Excerpts of location labeling data:
==============================
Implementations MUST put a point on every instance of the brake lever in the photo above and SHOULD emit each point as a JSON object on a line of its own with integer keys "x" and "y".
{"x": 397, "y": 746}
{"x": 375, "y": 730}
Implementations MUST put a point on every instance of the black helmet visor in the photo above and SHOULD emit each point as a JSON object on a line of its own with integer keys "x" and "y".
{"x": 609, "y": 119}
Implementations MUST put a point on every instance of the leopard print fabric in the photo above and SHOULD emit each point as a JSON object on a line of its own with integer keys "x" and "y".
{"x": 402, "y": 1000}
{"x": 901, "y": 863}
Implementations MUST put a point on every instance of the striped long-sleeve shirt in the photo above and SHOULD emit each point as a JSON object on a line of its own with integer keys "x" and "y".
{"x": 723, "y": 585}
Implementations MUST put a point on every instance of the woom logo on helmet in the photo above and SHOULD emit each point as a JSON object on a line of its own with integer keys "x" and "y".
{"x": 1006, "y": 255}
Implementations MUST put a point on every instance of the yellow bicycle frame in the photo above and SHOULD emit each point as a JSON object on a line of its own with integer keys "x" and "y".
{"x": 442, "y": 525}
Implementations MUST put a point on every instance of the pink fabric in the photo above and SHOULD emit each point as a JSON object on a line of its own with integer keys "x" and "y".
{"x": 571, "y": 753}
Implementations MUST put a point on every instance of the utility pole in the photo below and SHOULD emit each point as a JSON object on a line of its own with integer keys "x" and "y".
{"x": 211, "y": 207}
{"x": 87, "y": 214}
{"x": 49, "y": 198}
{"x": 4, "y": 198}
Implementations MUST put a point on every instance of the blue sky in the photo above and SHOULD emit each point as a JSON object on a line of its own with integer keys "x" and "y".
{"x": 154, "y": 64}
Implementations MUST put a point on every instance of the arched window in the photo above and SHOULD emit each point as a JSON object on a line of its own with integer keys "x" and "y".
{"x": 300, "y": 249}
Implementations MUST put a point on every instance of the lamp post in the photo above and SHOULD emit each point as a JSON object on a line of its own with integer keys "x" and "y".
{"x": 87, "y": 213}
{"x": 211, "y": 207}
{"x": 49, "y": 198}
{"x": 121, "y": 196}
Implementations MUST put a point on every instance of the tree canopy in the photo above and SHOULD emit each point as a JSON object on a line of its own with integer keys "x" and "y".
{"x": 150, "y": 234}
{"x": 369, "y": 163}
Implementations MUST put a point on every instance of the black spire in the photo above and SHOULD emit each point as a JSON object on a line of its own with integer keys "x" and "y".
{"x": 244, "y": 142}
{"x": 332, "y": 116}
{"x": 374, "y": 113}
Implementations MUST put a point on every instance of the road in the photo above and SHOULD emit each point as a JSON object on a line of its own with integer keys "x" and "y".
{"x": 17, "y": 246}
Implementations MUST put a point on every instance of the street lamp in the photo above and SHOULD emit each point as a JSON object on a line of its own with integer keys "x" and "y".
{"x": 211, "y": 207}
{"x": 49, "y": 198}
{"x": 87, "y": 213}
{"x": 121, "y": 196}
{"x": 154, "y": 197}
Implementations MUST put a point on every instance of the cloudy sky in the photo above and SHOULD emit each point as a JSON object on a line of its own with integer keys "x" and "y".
==============================
§ Written problem
Output all records verbatim.

§ Finished task
Implementations MUST put a point on every instance of the brake lever in the photo above and SHOULD emit each point as a JSON object on a line of its own with integer keys "x" and "y".
{"x": 397, "y": 746}
{"x": 375, "y": 730}
Implementations MUST put a point on every instance of the black helmet visor in the photo above and SHOULD emit each point as a JSON object on a line of its own with integer keys "x" and "y".
{"x": 609, "y": 119}
Implementations MUST put a point on every instance of the leopard print fabric in the photo above and SHOULD emit each point as a JSON object on a line of its own with integer keys "x" and "y".
{"x": 402, "y": 1000}
{"x": 901, "y": 863}
Implementations MUST put a point on every instance of the striped long-sleeve shirt in the photo above and SHOULD emit each point as a JSON object on a line of its own with integer keys "x" and "y".
{"x": 723, "y": 585}
Implementations MUST put a point on every instance of the woom logo on helmet in the photo above and SHOULD emit each point as a JSON object on a line of its own with integer keys "x" and "y".
{"x": 1006, "y": 255}
Implementations MUST put a point on every instance of the yellow bicycle frame in the photo above and SHOULD emit each point as a JSON object on a line of its own with integer keys "x" and "y".
{"x": 442, "y": 525}
Implementations MUST put a point on every instance of the pink fabric in the photo above and SHOULD emit each point as a JSON object on a line of its own with integer keys "x" and "y".
{"x": 571, "y": 753}
Implementations MUST put a point on every instance of the utility pole in the photo below and SHOULD emit each point as a JSON object on a line of its own with integer keys "x" and "y".
{"x": 211, "y": 207}
{"x": 87, "y": 214}
{"x": 49, "y": 198}
{"x": 4, "y": 198}
Implementations MUST put a point on every instance of the blue sky in the photo above and SHOULD emit each point as a JSON object on a line of its own with integer keys "x" and "y".
{"x": 154, "y": 64}
Implementations MUST put a point on every instance of the arched window in the photo above and SHOULD emit each point as a JSON object on a line of its own with integer keys "x" and "y".
{"x": 300, "y": 249}
Implementations MUST put a point on every instance of the lamp post in the photo above and SHOULD emit each point as a JSON object on a line of its own with integer keys "x" and "y".
{"x": 87, "y": 213}
{"x": 211, "y": 207}
{"x": 49, "y": 198}
{"x": 121, "y": 196}
Implementations MUST put a point on every instance of the tree canopy in the photo above and SHOULD emit each point as a JSON object on a line of its own with integer keys "x" and "y".
{"x": 150, "y": 234}
{"x": 369, "y": 163}
Implementations MUST put a point on every instance of the black spire in the photo above and SHOULD emit each point as a JSON object on a line of its own with integer keys "x" and "y".
{"x": 244, "y": 142}
{"x": 332, "y": 116}
{"x": 374, "y": 113}
Implementations MUST put a point on every instance of the road in the photo above and SHOULD emit each point as a JSON object on a line of its own with integer keys "x" and "y".
{"x": 17, "y": 246}
Implementations MUST put a point on every instance of the street lamp in the photo above and SHOULD emit each point as a JSON object on a line of its own with integer keys "x" and "y".
{"x": 211, "y": 207}
{"x": 49, "y": 198}
{"x": 87, "y": 213}
{"x": 121, "y": 196}
{"x": 154, "y": 197}
Implementations MUST put a point on every instance of the cloudy sky in the photo above and SHOULD emit each point as a JSON object on a line of its own with integer keys "x" and "y".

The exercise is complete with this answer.